> Collected data entries
_ _ _ _ _ _ _

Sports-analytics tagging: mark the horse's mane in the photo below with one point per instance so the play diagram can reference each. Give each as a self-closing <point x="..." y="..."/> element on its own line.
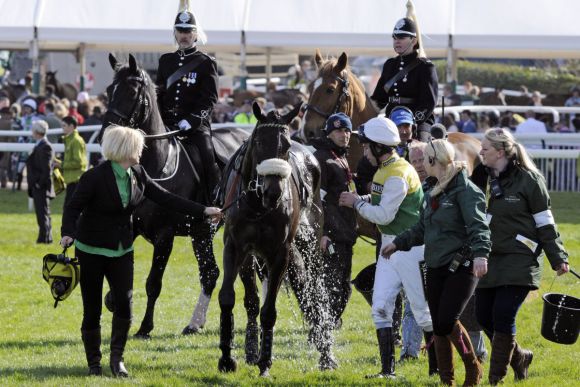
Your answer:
<point x="327" y="67"/>
<point x="124" y="71"/>
<point x="247" y="165"/>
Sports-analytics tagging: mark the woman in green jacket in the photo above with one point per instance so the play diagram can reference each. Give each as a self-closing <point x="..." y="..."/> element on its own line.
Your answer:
<point x="74" y="162"/>
<point x="522" y="226"/>
<point x="452" y="221"/>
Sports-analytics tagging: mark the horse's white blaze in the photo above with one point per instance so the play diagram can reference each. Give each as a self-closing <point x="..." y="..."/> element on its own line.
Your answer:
<point x="277" y="167"/>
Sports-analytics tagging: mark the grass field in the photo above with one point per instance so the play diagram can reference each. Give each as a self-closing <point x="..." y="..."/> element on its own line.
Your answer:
<point x="40" y="345"/>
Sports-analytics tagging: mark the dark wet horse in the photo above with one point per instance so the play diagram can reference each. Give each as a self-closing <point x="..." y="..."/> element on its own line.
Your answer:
<point x="133" y="103"/>
<point x="274" y="214"/>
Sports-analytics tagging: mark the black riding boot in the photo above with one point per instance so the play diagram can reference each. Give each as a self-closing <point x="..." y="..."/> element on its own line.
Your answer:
<point x="387" y="351"/>
<point x="119" y="335"/>
<point x="92" y="343"/>
<point x="431" y="355"/>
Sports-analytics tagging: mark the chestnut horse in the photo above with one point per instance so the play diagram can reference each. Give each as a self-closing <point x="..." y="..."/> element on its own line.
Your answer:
<point x="337" y="89"/>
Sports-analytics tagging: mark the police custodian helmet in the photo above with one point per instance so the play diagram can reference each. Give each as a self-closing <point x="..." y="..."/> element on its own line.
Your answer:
<point x="185" y="21"/>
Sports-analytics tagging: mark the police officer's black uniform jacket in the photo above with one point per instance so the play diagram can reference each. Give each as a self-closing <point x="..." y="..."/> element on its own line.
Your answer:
<point x="193" y="96"/>
<point x="95" y="215"/>
<point x="339" y="222"/>
<point x="417" y="90"/>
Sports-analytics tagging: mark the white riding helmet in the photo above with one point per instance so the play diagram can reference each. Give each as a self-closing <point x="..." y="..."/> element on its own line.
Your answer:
<point x="380" y="130"/>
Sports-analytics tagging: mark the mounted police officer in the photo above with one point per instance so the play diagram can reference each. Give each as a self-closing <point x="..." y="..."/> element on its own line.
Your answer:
<point x="409" y="79"/>
<point x="187" y="82"/>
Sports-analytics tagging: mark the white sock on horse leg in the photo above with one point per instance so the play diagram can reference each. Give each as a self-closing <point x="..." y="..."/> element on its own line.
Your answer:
<point x="200" y="311"/>
<point x="264" y="291"/>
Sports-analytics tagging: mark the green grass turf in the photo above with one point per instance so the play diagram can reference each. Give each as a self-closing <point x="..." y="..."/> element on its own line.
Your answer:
<point x="40" y="345"/>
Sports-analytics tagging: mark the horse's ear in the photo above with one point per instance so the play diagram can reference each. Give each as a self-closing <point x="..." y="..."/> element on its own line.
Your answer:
<point x="318" y="58"/>
<point x="113" y="61"/>
<point x="341" y="63"/>
<point x="132" y="63"/>
<point x="258" y="113"/>
<point x="288" y="117"/>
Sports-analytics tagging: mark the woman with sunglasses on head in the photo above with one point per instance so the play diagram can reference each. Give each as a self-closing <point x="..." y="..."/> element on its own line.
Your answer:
<point x="522" y="225"/>
<point x="457" y="243"/>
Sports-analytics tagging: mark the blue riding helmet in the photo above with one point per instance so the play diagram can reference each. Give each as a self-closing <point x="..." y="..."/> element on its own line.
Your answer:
<point x="402" y="115"/>
<point x="338" y="121"/>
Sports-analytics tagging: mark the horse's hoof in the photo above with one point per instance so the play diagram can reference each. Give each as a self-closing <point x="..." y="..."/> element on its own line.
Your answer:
<point x="251" y="358"/>
<point x="142" y="335"/>
<point x="227" y="364"/>
<point x="264" y="366"/>
<point x="327" y="363"/>
<point x="190" y="330"/>
<point x="109" y="301"/>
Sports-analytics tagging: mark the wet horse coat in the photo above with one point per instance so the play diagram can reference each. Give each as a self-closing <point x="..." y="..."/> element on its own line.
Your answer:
<point x="275" y="215"/>
<point x="133" y="102"/>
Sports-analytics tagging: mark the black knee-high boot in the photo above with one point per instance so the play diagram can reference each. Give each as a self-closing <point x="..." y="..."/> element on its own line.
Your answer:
<point x="387" y="351"/>
<point x="431" y="355"/>
<point x="92" y="343"/>
<point x="119" y="334"/>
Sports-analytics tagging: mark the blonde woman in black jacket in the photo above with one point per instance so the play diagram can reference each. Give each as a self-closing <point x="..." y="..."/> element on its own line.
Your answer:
<point x="98" y="219"/>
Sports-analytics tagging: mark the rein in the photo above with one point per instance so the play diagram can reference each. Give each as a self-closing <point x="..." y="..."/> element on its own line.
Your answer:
<point x="344" y="94"/>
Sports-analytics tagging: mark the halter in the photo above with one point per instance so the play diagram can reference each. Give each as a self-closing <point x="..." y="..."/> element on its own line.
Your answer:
<point x="344" y="94"/>
<point x="256" y="184"/>
<point x="141" y="101"/>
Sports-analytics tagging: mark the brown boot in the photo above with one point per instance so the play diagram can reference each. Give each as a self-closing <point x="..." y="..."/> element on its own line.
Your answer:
<point x="444" y="354"/>
<point x="502" y="347"/>
<point x="473" y="370"/>
<point x="119" y="334"/>
<point x="521" y="360"/>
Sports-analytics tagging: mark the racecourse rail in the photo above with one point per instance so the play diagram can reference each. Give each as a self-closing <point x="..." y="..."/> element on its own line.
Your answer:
<point x="557" y="155"/>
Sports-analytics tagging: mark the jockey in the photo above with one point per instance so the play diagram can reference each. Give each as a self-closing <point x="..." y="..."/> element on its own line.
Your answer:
<point x="187" y="82"/>
<point x="408" y="79"/>
<point x="394" y="205"/>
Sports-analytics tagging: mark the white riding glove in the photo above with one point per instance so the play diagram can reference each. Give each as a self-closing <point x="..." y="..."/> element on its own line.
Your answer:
<point x="184" y="125"/>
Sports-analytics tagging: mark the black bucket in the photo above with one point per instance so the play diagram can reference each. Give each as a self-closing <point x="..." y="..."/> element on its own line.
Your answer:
<point x="561" y="318"/>
<point x="365" y="281"/>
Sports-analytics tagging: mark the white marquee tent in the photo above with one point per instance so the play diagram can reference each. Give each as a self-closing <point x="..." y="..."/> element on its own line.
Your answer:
<point x="492" y="28"/>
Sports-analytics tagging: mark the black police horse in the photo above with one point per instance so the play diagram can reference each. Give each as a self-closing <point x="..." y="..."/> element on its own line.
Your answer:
<point x="133" y="103"/>
<point x="273" y="213"/>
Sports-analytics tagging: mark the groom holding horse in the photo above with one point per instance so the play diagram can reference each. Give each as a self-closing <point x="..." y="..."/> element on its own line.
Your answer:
<point x="187" y="82"/>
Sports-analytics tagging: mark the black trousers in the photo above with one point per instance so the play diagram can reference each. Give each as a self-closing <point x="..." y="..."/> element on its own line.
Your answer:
<point x="447" y="295"/>
<point x="70" y="190"/>
<point x="338" y="279"/>
<point x="119" y="274"/>
<point x="42" y="209"/>
<point x="496" y="308"/>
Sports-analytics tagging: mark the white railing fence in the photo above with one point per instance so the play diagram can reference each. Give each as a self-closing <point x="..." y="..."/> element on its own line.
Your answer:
<point x="557" y="155"/>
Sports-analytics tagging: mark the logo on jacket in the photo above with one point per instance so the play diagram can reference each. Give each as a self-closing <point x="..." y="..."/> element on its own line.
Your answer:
<point x="190" y="79"/>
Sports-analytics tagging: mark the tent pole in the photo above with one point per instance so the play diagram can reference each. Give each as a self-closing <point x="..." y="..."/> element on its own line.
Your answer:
<point x="81" y="58"/>
<point x="268" y="64"/>
<point x="35" y="63"/>
<point x="243" y="69"/>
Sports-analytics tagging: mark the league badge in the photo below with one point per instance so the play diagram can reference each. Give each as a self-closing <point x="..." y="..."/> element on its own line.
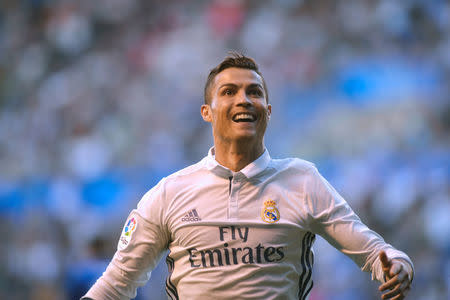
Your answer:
<point x="270" y="213"/>
<point x="127" y="232"/>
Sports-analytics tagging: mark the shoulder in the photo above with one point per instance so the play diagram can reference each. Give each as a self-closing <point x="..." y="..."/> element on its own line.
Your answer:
<point x="188" y="175"/>
<point x="294" y="164"/>
<point x="175" y="180"/>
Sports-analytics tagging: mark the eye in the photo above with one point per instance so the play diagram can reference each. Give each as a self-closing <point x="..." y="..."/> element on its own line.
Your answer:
<point x="255" y="92"/>
<point x="227" y="92"/>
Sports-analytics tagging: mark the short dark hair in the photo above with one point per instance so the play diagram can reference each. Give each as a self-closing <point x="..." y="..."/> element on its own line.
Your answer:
<point x="233" y="60"/>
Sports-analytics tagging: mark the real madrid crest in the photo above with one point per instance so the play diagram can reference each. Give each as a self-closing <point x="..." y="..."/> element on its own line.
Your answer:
<point x="127" y="232"/>
<point x="270" y="213"/>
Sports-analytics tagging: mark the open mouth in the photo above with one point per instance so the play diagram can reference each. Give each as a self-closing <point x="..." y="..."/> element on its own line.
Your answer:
<point x="244" y="117"/>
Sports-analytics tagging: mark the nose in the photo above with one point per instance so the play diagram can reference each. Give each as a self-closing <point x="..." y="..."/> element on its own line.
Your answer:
<point x="243" y="99"/>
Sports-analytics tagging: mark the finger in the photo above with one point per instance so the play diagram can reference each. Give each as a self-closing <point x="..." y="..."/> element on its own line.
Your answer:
<point x="398" y="292"/>
<point x="399" y="297"/>
<point x="401" y="277"/>
<point x="395" y="269"/>
<point x="385" y="262"/>
<point x="389" y="285"/>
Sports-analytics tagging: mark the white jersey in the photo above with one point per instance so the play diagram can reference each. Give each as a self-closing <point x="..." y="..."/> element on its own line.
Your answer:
<point x="238" y="235"/>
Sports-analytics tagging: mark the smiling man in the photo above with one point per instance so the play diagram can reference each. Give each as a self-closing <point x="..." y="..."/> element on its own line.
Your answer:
<point x="239" y="224"/>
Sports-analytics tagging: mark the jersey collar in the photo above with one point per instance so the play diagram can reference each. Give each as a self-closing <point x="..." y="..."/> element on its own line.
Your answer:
<point x="251" y="170"/>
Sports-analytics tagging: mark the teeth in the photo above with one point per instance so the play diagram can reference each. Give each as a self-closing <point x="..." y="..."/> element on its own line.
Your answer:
<point x="243" y="116"/>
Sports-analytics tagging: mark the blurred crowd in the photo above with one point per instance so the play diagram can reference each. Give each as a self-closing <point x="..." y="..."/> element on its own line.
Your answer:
<point x="101" y="99"/>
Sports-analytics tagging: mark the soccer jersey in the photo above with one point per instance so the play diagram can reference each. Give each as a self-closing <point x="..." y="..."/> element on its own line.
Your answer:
<point x="238" y="235"/>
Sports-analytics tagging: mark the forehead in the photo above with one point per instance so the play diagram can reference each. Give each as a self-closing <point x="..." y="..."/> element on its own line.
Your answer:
<point x="237" y="76"/>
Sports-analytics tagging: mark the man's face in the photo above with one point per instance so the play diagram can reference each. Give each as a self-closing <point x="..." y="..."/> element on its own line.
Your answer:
<point x="238" y="110"/>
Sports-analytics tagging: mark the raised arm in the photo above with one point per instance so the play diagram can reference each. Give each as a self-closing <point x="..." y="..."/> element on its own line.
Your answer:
<point x="142" y="243"/>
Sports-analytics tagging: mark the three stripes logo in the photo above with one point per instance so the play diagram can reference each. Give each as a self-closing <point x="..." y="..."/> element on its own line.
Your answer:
<point x="191" y="216"/>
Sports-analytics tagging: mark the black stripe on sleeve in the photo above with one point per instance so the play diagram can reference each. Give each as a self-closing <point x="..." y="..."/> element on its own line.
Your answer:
<point x="170" y="287"/>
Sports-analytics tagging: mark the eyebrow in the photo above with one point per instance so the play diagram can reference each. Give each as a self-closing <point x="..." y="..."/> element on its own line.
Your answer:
<point x="235" y="85"/>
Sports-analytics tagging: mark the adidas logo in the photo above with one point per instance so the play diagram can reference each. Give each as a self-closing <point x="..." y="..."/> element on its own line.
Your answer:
<point x="191" y="216"/>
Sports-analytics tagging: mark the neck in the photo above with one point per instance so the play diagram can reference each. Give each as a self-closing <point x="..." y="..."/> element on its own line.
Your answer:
<point x="236" y="156"/>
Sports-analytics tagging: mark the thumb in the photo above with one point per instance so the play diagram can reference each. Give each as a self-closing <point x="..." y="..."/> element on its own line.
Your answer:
<point x="385" y="262"/>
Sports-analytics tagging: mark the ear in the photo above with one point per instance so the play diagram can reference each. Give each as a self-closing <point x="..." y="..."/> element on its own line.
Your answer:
<point x="206" y="112"/>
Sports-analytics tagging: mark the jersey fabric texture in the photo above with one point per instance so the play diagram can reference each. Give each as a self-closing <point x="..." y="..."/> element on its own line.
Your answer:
<point x="238" y="235"/>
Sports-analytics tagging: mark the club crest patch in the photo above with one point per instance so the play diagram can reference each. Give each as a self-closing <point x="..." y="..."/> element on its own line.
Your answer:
<point x="270" y="212"/>
<point x="127" y="233"/>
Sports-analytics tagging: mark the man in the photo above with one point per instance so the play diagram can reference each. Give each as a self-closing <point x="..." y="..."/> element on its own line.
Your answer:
<point x="238" y="224"/>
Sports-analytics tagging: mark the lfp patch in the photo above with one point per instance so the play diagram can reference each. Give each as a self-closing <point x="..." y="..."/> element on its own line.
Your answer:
<point x="127" y="233"/>
<point x="270" y="212"/>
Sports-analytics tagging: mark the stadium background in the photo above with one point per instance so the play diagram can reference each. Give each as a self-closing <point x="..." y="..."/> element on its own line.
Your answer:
<point x="100" y="99"/>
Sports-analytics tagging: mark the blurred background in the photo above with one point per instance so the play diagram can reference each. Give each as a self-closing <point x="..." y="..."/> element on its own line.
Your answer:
<point x="101" y="99"/>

_ _ _ _ _ _ _

Considering only lines that contain the word "background", say how many there are in the data, with no other text.

2